EXTRACTED TEXT
:::
10.2 The Arbitrator’s award must be published to the parties in an appropriate

fashion as determined by the AFSA Secretariat.

10.3 Unless the parties have in writing instructed the AFSA Secretariat otherwise at

any time before the final award is given, there shall be no right of appeal from the

award. In cases where the AFSA Secretariat has been instructed otherwise, the

appeal provisions contained in Article 22 of the AFSA Rules for Commercial

Arbitration will apply.”


[24] The High Court has no jurisdiction to hear an appeal against an arbitration award.23A party to a consensual arbitration under the Arbitration Act as is the case in casu, cannot review the decision of an arbitrator on administrative or common law grounds. The party aggrieved by the arbitral award may review such decision on the limited grounds of review listed in section 33 of the Arbitration Act.
:::
Records excerpted from a collection:

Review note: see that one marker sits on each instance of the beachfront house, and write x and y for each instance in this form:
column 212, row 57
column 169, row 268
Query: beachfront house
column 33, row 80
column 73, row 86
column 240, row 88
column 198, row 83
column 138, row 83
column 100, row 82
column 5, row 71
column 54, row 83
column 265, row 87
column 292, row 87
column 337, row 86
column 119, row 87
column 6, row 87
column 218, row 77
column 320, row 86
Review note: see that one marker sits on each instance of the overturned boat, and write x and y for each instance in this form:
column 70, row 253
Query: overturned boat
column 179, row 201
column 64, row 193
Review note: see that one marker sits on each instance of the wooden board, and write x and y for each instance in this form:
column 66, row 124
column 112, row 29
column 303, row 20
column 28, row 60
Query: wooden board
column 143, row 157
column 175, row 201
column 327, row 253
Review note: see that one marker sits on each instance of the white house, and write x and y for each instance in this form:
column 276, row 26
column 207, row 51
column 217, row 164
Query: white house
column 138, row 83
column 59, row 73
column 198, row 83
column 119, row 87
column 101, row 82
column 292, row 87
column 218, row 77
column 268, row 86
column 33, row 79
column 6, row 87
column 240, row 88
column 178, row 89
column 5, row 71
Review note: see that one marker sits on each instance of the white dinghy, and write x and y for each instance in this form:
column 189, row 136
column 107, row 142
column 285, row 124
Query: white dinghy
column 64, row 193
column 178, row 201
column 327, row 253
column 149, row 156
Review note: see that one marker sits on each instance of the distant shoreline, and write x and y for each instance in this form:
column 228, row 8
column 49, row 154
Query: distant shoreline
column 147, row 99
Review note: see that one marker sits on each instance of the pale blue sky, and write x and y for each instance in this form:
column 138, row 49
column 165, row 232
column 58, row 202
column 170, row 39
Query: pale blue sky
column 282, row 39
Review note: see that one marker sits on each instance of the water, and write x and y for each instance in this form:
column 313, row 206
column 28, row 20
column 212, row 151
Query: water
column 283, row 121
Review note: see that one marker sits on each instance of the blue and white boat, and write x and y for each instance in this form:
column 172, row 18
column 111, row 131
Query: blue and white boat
:::
TASKS TO COMPLETE
[a] According to the arbitration excerpt, which court has no jurisdiction to hear an appeal against an arbitration award?
[b] Return the records from the line containing "of the distant" through the line containing "column 283, row 121", inclusive, reproducing them precisely.

ANSWERS TO THE EXERCISE
[a] The High Court

[b]
Review note: see that one marker sits on each instance of the distant shoreline, and write x and y for each instance in this form:
column 228, row 8
column 49, row 154
Query: distant shoreline
column 147, row 99
Review note: see that one marker sits on each instance of the pale blue sky, and write x and y for each instance in this form:
column 138, row 49
column 165, row 232
column 58, row 202
column 170, row 39
Query: pale blue sky
column 282, row 39
Review note: see that one marker sits on each instance of the water, and write x and y for each instance in this form:
column 313, row 206
column 28, row 20
column 212, row 151
Query: water
column 283, row 121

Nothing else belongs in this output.